----- VORLIEGENDER TEXT -----

Natürlich lädt die grafische Oberfläche von Windows XP geradezu dazu ein, jede Funktion eines Programms mit der Maus aufzurufen. Doch wer effektiv mit Premiere Pro schneiden will, sollte sich näher mit der Tastaturbelegung befassen...
Für die etwas vergesslichen Anwender bietet der Markt ja seit geraumer Zeit sogenannte Spezialtastaturen. Auf diesen befinden sich bunte Tasten mit abstrakten Zeichen, die wichtige Premiere Funktionen symbolisieren und schnell zugänglich machen sollen. Allerdings "nutzen" diese Tastaturen auch nur begrenzt: Denn wer auch auf der Tastatur erst einmal eine Funktion suchen muss, kann ebenso mit der Maus durch die Menüs schlendern. Erst wenn man die wichtigsten Tastaturkürzel auswendig beherrscht, lässt sich Premiere Pro angenehm bedienen. Mit und auch ohne Spezial-Tastatur.
Wenig Dokumentation
Wer die Online-Hilfe des Programms konsultiert oder das Handbuch aufschlägt, dürfte erst einmal enttäuscht sein. Denn dort finden nur sehr wenige Tastaturkürzel Erwähnung. Die wichtigsten Tasten zur Navigation in der Timeline werden beispielsweise überhaupt nicht genannt. Daher widmen wir uns in diesem Tip einmal der schnellen Navigation mit der Tastatur. Sozusagen ein Schreibmaschienen-Kurs für Premiere Pro Anwender...

----- BEREITGESTELLTE ANGABEN -----

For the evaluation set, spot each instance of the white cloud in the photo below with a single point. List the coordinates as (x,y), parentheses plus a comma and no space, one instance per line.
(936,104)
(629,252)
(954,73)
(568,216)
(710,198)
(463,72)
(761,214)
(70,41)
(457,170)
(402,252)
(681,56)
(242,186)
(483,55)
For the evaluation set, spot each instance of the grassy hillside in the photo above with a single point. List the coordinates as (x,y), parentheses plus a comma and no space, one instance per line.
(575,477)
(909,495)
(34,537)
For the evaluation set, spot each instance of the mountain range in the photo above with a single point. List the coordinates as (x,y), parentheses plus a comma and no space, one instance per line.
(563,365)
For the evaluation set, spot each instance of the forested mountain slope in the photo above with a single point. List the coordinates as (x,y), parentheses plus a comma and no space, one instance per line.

-----

▶ [SCHRIFTLICHE AUFGABE]: Schreiben Sie den Text über Tastaturkürzel in Premiere Pro vollständig und wortgetreu ab.

▶ [ANTWORT]:
Natürlich lädt die grafische Oberfläche von Windows XP geradezu dazu ein, jede Funktion eines Programms mit der Maus aufzurufen. Doch wer effektiv mit Premiere Pro schneiden will, sollte sich näher mit der Tastaturbelegung befassen...
Für die etwas vergesslichen Anwender bietet der Markt ja seit geraumer Zeit sogenannte Spezialtastaturen. Auf diesen befinden sich bunte Tasten mit abstrakten Zeichen, die wichtige Premiere Funktionen symbolisieren und schnell zugänglich machen sollen. Allerdings "nutzen" diese Tastaturen auch nur begrenzt: Denn wer auch auf der Tastatur erst einmal eine Funktion suchen muss, kann ebenso mit der Maus durch die Menüs schlendern. Erst wenn man die wichtigsten Tastaturkürzel auswendig beherrscht, lässt sich Premiere Pro angenehm bedienen. Mit und auch ohne Spezial-Tastatur.
Wenig Dokumentation
Wer die Online-Hilfe des Programms konsultiert oder das Handbuch aufschlägt, dürfte erst einmal enttäuscht sein. Denn dort finden nur sehr wenige Tastaturkürzel Erwähnung. Die wichtigsten Tasten zur Navigation in der Timeline werden beispielsweise überhaupt nicht genannt. Daher widmen wir uns in diesem Tip einmal der schnellen Navigation mit der Tastatur. Sozusagen ein Schreibmaschienen-Kurs für Premiere Pro Anwender...